Whilst it is generally acknowledged that Heads of Terms (HOTs) are not normally intended to be legally binding, experience dictates that once terms are agreed it is tricky to change the agreement. This article explains why commercial tenants should instruct a solicitor before agreeing HOTs.
What are Heads of Terms (‘HOTs’)?
Let’s take a look at what Heads of Terms are in commercial transactions. HOTs are a document that lays out the terms of a commercial transaction that have been agreed in principle by the contracting parties during negotiations.
They are typically seen to demonstrate a commitment to the proceeding of the transaction at hand and therefore do hold ‘moral force’. However, Heads of Terms are not normally a contractually binding document. Therefore they cannot force either party to follow through with the transaction.
HOTs or Heads of Terms are also known as ‘letters of intent’, ‘memoranda of understanding’, ‘letters of potential interest’, ‘term sheets’ or ‘protocols’.
What are HOTs in commercial property transactions?
In the context of commercial leases, you’ll encounter HOTs during the negotiation process. These are normally prepared by the landlord’s agent and will lay out aspects of the transaction such as:
- Who the contracting parties are
- Details around the property to be sold or leased
- The agreed rent or sale price
- Length of lease
Do I need a solicitor to negotiate my commercial lease?

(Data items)
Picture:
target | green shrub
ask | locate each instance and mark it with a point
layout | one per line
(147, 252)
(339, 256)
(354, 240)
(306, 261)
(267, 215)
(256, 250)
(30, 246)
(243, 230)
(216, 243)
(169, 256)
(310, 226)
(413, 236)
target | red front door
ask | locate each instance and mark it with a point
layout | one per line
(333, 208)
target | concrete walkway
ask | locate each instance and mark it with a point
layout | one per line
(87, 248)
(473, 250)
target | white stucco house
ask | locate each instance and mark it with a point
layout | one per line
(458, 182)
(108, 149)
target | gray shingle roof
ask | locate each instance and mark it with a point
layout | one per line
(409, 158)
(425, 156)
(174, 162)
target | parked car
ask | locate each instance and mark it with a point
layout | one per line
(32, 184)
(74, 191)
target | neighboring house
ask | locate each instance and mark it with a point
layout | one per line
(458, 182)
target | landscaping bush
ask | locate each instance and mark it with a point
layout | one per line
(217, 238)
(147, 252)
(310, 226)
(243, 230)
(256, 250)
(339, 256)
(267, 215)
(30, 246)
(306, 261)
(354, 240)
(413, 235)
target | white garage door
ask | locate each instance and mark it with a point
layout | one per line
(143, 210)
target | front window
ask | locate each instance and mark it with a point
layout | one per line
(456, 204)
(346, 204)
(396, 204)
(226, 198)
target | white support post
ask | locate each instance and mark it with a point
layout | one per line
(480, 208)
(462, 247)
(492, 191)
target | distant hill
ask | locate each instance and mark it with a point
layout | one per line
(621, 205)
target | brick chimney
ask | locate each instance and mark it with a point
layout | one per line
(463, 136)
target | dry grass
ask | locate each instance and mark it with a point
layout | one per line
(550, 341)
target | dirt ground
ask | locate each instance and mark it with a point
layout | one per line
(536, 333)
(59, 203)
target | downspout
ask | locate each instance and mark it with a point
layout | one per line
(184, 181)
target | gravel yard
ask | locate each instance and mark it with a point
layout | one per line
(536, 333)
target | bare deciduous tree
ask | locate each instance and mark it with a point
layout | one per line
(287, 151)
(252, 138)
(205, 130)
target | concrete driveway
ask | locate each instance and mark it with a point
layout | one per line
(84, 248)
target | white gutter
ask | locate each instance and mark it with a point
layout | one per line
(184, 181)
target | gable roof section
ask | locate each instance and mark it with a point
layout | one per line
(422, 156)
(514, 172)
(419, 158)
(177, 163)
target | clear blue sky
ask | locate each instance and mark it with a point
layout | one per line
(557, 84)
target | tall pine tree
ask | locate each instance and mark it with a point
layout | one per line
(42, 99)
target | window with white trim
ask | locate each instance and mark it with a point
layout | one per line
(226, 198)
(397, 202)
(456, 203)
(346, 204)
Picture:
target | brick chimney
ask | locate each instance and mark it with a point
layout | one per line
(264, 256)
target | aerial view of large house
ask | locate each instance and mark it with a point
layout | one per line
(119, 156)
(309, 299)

EXERCISES TO COMPLETE:
1. Answer these questions from the article on Heads of Terms:
(a) Who normally prepares Heads of Terms for a commercial lease?
(b) What kind of force do Heads of Terms hold, even though they are not normally binding?
(c) What other names for Heads of Terms does the article list?
2. Extract the portion of the article on Heads of Terms starting at "What are HOTs" and ending at "my commercial lease?".

EXERCISE SOLUTIONS:
1.
(a) The landlord's agent.
(b) 'Moral force'.
(c) 'Letters of intent', 'memoranda of understanding', 'letters of potential interest', 'term sheets' and 'protocols'.

2.
What are HOTs in commercial property transactions?
In the context of commercial leases, you’ll encounter HOTs during the negotiation process. These are normally prepared by the landlord’s agent and will lay out aspects of the transaction such as:
- Who the contracting parties are
- Details around the property to be sold or leased
- The agreed rent or sale price
- Length of lease
Do I need a solicitor to negotiate my commercial lease?